::: EXERCISE MATERIALS :::

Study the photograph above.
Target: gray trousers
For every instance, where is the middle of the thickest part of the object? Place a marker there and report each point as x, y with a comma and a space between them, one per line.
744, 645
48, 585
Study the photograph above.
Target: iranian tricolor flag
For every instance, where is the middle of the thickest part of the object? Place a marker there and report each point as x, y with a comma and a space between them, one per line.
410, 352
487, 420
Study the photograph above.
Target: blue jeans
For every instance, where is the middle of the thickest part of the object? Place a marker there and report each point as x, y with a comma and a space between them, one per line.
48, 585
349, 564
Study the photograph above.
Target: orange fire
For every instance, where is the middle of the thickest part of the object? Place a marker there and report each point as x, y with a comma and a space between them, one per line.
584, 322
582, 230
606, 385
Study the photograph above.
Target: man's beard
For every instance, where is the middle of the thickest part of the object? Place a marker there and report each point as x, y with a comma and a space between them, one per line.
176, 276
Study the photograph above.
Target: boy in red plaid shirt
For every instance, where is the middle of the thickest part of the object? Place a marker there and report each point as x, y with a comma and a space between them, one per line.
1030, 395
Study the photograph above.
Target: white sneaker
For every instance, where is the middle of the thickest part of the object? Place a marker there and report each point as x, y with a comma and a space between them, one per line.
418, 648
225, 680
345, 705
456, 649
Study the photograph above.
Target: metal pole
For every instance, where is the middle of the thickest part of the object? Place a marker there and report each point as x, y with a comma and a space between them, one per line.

:::

EXERCISE GOAL: Set down all of the records shown above once more, exactly.

WRITTEN SOLUTION:
Study the photograph above.
Target: gray trousers
For every instance, where is the middle of the thickest part of the object? Place a marker there and report each point as x, y with a comma and a space between them, one per line.
744, 645
48, 585
Study the photograph above.
Target: iranian tricolor flag
For every instance, where is the middle of the thickest part of the object? Place a marker there and report each point as x, y with a comma and a space between them, one per line.
410, 352
487, 420
Study the photograph above.
Target: blue jeans
For every instance, where is the middle of the thickest part of the object? Place a marker there and report each point as x, y with a comma and a space between them, one per line.
48, 585
349, 564
Study the photograph above.
Target: orange fire
For every instance, where is the middle of the thickest part of the object? Place a marker there and report each point as x, y with a comma and a space between them, one per line.
584, 322
582, 230
606, 385
Study the photograph above.
Target: man's beard
For every instance, where is the middle of the thickest part of the object? Place a marker there and report each point as x, y with a comma and a space between them, one per line.
176, 276
Study the photograph above.
Target: boy in red plaid shirt
For every instance, where is the middle of the thickest part of the object? Place a marker there and report each point as x, y with a comma and a space between them, one per line.
1030, 395
Study the photograph above.
Target: white sneaker
For every instance, where is the middle of the thickest part of the object? Place a marker there and report each point as x, y with a comma and a space between them, one per line.
418, 648
225, 680
345, 705
456, 649
Study the photograph above.
Target: metal pole
For every instance, where is the middle of the thickest part of the object? Place a marker there and report each point as x, y with a comma and a space between them, one per line.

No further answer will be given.